■ **EXERCISE REQUIREMENTS**: Retype the records below word for word, from the line that contains "Find the overcast" through the last line of the records.

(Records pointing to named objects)
== == ==
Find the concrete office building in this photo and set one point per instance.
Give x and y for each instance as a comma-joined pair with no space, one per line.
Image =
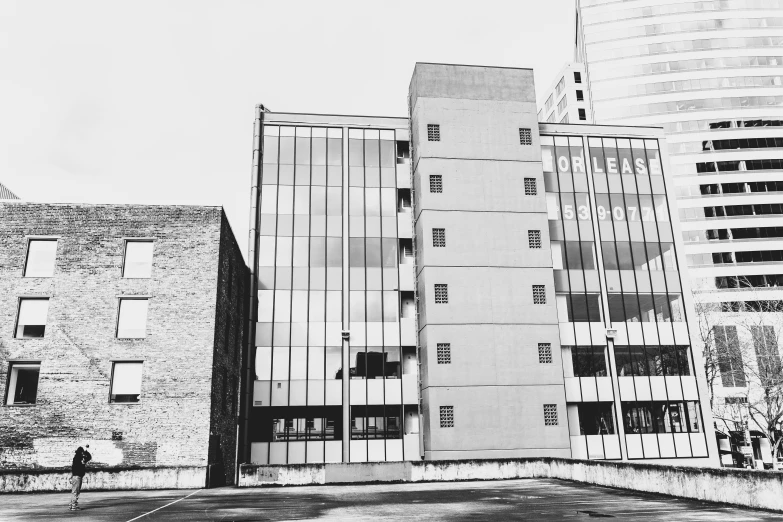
467,283
121,327
5,193
711,74
567,100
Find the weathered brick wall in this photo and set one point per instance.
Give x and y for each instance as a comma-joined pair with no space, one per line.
231,324
171,425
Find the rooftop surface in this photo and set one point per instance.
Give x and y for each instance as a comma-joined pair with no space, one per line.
528,499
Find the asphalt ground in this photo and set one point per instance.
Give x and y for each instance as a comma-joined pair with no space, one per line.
528,499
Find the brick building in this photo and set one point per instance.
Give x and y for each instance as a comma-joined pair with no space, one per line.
121,327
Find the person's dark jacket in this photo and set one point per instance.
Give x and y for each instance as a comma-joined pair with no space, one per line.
78,468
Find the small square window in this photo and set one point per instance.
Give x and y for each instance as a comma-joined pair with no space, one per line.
530,187
138,259
539,294
444,353
447,416
31,320
545,353
441,294
439,237
22,383
534,238
550,415
436,183
525,137
132,318
126,382
41,257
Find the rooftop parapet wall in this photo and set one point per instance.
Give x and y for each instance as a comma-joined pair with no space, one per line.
469,82
756,489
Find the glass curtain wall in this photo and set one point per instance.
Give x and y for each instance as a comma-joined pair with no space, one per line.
304,287
298,360
579,299
375,353
608,209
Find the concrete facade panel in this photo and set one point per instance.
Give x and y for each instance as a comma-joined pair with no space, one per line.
513,359
483,239
499,418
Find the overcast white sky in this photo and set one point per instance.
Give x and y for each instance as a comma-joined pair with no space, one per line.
153,102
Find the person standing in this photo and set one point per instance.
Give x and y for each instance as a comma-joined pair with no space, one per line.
78,467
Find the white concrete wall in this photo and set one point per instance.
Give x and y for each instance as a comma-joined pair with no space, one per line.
756,489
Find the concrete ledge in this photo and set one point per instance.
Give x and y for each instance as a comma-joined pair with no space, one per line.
== == ==
■ **WRITTEN RESPONSE**:
Find the overcast white sky in this photo and set one point per instance.
Give x and y for each instance as a comma-joined pair with no space, one per line.
153,102
Find the person standing in this photo and set one point per instance.
Give x and y for each instance as a comma-joined pair with no space, one per line.
78,467
Find the white concrete wall in this photo and set one point per instance.
Give x and y for each instance as a comma-joined pair with no space, one per line.
756,489
Find the concrete ledge in this photo and set one point per instance.
Give x and y for each instance as a comma-joined pair with no space, one per line.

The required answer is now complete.